::: AVAILABLE DATA

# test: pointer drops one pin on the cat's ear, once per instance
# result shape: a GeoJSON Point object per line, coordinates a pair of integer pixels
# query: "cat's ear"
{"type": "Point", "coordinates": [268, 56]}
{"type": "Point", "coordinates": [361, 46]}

::::::

=== EXERCISE DIRECTIONS ===
Rewrite all of the material above with "pin" replaced by "marker", and leave everything else unchanged.

=== PROBLEM SOLUTION ===
# test: pointer drops one marker on the cat's ear, once per instance
# result shape: a GeoJSON Point object per line, coordinates a pair of integer pixels
# query: "cat's ear"
{"type": "Point", "coordinates": [268, 56]}
{"type": "Point", "coordinates": [361, 46]}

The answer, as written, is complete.